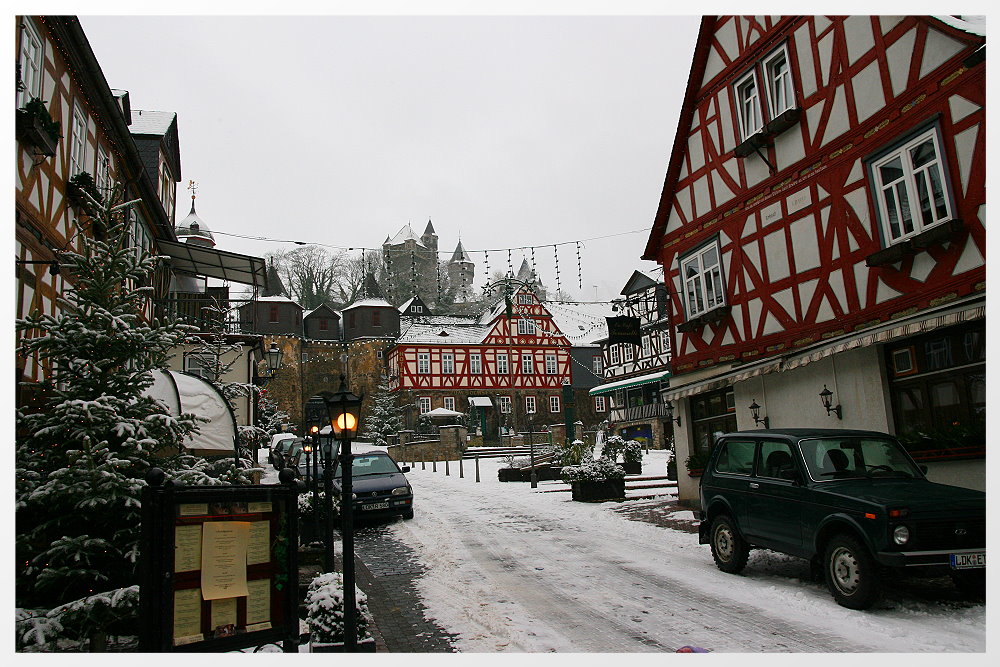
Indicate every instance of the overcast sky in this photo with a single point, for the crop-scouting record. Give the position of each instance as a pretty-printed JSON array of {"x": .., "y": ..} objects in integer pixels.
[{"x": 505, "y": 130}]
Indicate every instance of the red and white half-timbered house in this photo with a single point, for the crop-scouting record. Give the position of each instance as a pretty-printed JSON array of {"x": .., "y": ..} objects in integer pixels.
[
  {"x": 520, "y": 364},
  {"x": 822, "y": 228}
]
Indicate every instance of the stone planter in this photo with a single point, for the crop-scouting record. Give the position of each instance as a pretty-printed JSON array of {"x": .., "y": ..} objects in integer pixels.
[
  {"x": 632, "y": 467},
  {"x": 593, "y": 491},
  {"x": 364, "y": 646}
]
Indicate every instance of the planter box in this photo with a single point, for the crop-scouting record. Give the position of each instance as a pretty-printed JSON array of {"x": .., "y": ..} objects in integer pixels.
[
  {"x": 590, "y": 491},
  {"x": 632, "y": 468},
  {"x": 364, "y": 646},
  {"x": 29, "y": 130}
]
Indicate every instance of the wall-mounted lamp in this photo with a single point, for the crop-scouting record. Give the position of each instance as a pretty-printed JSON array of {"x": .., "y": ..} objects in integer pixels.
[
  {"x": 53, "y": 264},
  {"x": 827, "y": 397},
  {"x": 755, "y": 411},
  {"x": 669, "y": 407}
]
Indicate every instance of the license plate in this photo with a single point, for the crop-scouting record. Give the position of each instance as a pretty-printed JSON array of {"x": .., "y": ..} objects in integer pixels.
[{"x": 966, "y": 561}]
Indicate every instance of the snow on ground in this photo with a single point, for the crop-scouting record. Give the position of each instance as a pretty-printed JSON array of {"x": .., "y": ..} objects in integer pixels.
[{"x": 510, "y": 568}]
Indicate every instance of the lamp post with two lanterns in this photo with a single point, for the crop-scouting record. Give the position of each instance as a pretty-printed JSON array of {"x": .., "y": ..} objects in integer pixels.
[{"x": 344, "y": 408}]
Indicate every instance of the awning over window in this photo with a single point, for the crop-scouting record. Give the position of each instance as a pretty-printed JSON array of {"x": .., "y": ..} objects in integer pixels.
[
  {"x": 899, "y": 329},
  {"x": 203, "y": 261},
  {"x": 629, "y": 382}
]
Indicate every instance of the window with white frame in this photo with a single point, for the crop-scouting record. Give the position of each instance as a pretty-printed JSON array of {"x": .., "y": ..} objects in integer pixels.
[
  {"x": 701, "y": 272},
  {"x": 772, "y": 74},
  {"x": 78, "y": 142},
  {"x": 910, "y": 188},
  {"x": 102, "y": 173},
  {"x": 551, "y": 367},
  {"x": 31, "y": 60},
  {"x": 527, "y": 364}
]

• • • • • • •

**Task to carry out:** Rewrite all of the data above with "crop-scouting record" changed to "street survey log" and everything else left the same. Leave the pictures out.

**Output below:**
Indicate every instance of the overcast sky in this photo with a single point, for the street survey log. Give the position of each instance as a pretty-printed JSON array of {"x": .., "y": ..} objects in integer pixels.
[{"x": 505, "y": 130}]
Indicate every instance of the red and white half-timbered house in this photo with a single point, for the street survey log. Give the position of each instance as a pretty-printed JSON array of {"x": .., "y": ..} objects in integer pixels.
[
  {"x": 520, "y": 364},
  {"x": 822, "y": 228}
]
Indicate every instance of the stone planter in this photo with a single point, for the street survey log. Give the position of each instance as a pretty-printed JSON array of {"x": .., "y": ..} objects in integer pixels.
[
  {"x": 632, "y": 467},
  {"x": 593, "y": 491},
  {"x": 364, "y": 646}
]
Indicate every instance of the planter box in this photo with a single point, for the street survey log. Give the position of each instance as a pretty-printed JSON array of {"x": .., "y": ..} objects in integer pixels.
[
  {"x": 590, "y": 491},
  {"x": 632, "y": 468},
  {"x": 364, "y": 646},
  {"x": 29, "y": 130}
]
Indicate every instance of the wall-mounted lamp in this photo with a single point, for the street survey log. Give the position of each instance as a pretty-printed JSON array of {"x": .., "y": ..} objects in integer pixels.
[
  {"x": 53, "y": 264},
  {"x": 827, "y": 397},
  {"x": 755, "y": 411},
  {"x": 669, "y": 407}
]
Indicate every instance of the license plate in this photo with a single point, for the street survey log. Give the position of each instance as a pretty-printed JSON array of {"x": .., "y": ..} objects in integer pixels.
[{"x": 966, "y": 561}]
Indicate every instance of the snow on ground in this photo with a single point, for the street survey log. Give the position of each instance as a pretty-printed JSON array of {"x": .., "y": ..} objects in integer pixels.
[{"x": 510, "y": 568}]
Indicate every instance of the lamp post with two lanterns in this photo with a single point, for the street survey log. Give the position of each instance as a pretty-printed JSON array of {"x": .., "y": ..} objects in integer pixels.
[{"x": 344, "y": 408}]
Indicate every instance of the awning over window in this photo with a single point, for the street survey log. Give the position of each instance as a pretty-printed JSON array of {"x": .., "y": ..} objects in integer pixels.
[
  {"x": 899, "y": 329},
  {"x": 203, "y": 261},
  {"x": 629, "y": 382}
]
Indicate every instance of the window with white frame in this photo with a single point, for the street survey log. Give the position of each instance as a pretty-printed JSON array of {"x": .., "y": ..} objects in integer pixels.
[
  {"x": 701, "y": 272},
  {"x": 772, "y": 74},
  {"x": 78, "y": 142},
  {"x": 910, "y": 188},
  {"x": 102, "y": 173},
  {"x": 551, "y": 367},
  {"x": 31, "y": 60},
  {"x": 527, "y": 364}
]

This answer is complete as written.